→ **TO DO**
Render every entry below as a numbered list of its lines, omitting any blank lines. Leave the pictures out of your answer.

--

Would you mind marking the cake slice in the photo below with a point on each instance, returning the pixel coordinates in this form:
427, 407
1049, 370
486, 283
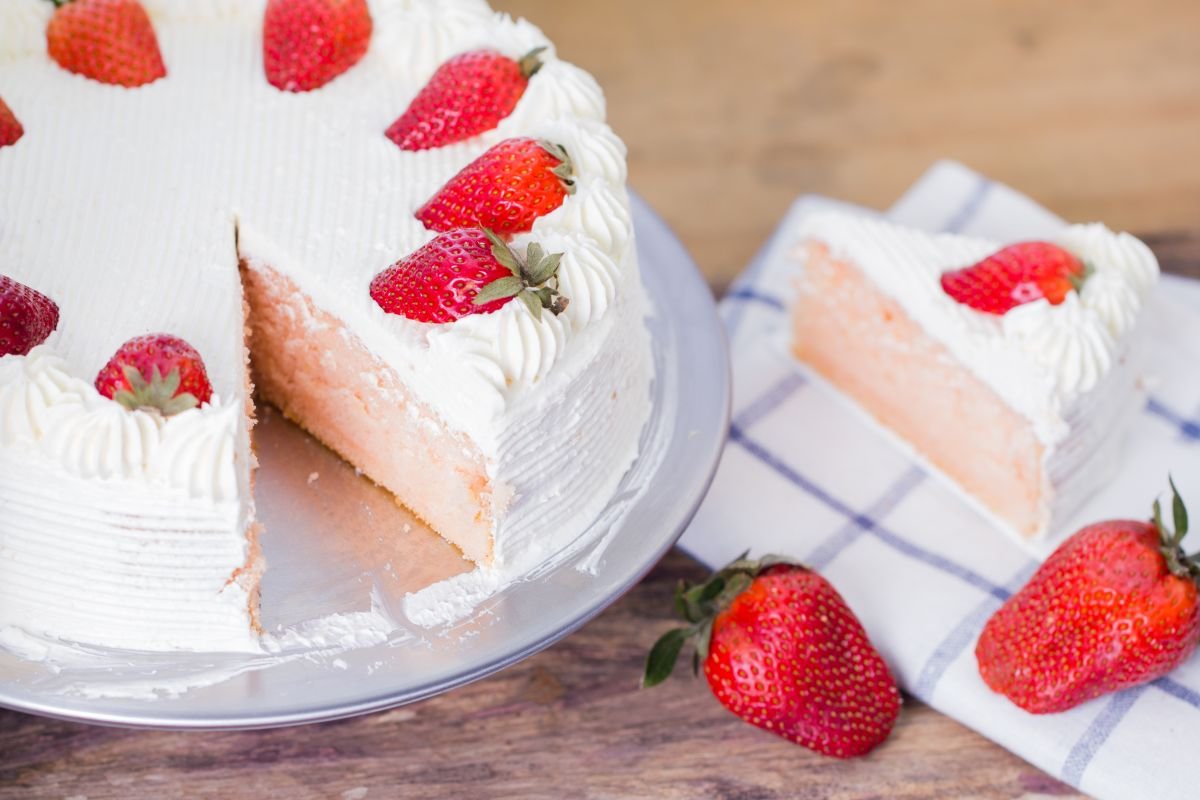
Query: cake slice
1011, 371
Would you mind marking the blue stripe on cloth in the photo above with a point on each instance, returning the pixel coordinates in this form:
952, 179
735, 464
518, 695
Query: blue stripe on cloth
769, 400
832, 547
953, 645
1179, 691
970, 208
753, 295
1187, 428
1097, 733
881, 533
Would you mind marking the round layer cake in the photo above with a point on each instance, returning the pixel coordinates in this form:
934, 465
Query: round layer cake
250, 221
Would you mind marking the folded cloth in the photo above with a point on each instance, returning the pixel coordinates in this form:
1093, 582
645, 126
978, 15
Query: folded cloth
805, 475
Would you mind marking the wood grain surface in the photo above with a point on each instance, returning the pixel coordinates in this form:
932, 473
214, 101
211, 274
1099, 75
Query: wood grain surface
731, 110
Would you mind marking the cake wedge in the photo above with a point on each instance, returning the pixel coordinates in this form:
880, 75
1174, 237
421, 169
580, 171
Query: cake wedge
1013, 385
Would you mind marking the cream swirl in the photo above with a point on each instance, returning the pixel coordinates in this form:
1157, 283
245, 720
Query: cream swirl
1119, 253
65, 419
594, 150
24, 28
415, 36
1069, 341
600, 210
1113, 299
203, 10
558, 90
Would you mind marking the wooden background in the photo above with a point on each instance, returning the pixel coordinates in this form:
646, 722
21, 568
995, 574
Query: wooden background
731, 109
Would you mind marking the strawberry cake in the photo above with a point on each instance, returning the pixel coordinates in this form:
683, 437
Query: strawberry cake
402, 222
1009, 370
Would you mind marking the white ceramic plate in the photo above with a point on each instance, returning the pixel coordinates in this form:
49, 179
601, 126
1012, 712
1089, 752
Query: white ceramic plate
334, 540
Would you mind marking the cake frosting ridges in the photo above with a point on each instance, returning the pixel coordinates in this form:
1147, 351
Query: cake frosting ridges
132, 209
1038, 358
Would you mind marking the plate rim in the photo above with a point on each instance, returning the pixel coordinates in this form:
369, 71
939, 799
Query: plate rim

--

→ **ANSWER BELOW**
1. Would you mind marking the cake slice in the photo below with a point on each instance, returning the pixel coordinates in this form:
2. 427, 407
3. 1049, 370
4. 486, 283
5. Query: cake slice
6. 1011, 371
7. Would you mind marking the blue stripe on cloth in the photo above with a point on each instance, returning the pixel coordinates in this form:
8. 952, 179
9. 735, 464
10. 518, 695
11. Query: blue stripe on cloth
12. 769, 400
13. 832, 547
14. 953, 645
15. 1179, 691
16. 970, 208
17. 753, 295
18. 1187, 428
19. 1097, 733
20. 881, 533
21. Would you mind marking the round layer cake in the photo above with a point on each instance, returning the pixel coordinates in this form:
22. 934, 465
23. Query: round layer cake
24. 250, 221
25. Would you mind marking the folded cloth in the photo above with a point on each instance, returning the pixel coordinates in this form:
26. 1093, 582
27. 645, 126
28. 978, 15
29. Query: folded cloth
30. 805, 475
31. Would you mind marking the wood grain surface in the photo above with a point on each instance, returning the pixel coordinates in this form:
32. 932, 473
33. 214, 101
34. 211, 274
35. 1099, 75
36. Query: wood grain surface
37. 731, 110
38. Would you mind marking the cake wedge in the photo above with a point on each instance, returning the pixel coordinates in this form:
39. 880, 75
40. 1174, 237
41. 421, 169
42. 580, 171
43. Query: cake wedge
44. 1013, 385
45. Would you mind marking the cream swirl in the photo above with a point on each instance, returning the pixel coordinates in this form:
46. 1157, 283
47. 245, 720
48. Query: cream swirl
49. 1119, 253
50. 65, 419
51. 594, 150
52. 24, 28
53. 415, 36
54. 1069, 341
55. 600, 210
56. 1113, 299
57. 203, 10
58. 558, 90
59. Would you mind marking the wooden background in the photo above with a point on each instance, returning the pixel coordinates in this form:
60. 646, 722
61. 21, 568
62. 995, 574
63. Query: wooden background
64. 731, 109
65. Would you mind marking the strawberry cake in the photo above with a point on each instance, returning the pixel coordinates in this form:
66. 683, 437
67. Query: strawberry cake
68. 402, 222
69. 1009, 370
70. Would you mind marking the white ceramic plate in the photo above with a point on each instance, returning the pixel coordinates in this form:
71. 49, 179
72. 601, 126
73. 1012, 712
74. 1089, 752
75. Query: white ceramic plate
76. 334, 540
77. Would you mind marking the cake frosting ridges in the photo above with a point on each instance, returning the pixel coordinates in this form:
78. 1147, 351
79. Query: cake frosting ridges
80. 132, 209
81. 1038, 358
82. Would you mind marking the plate rim in the photo above with a point on each instance, returning the pixel coordinates in this form:
83. 369, 71
84. 939, 799
85. Query: plate rim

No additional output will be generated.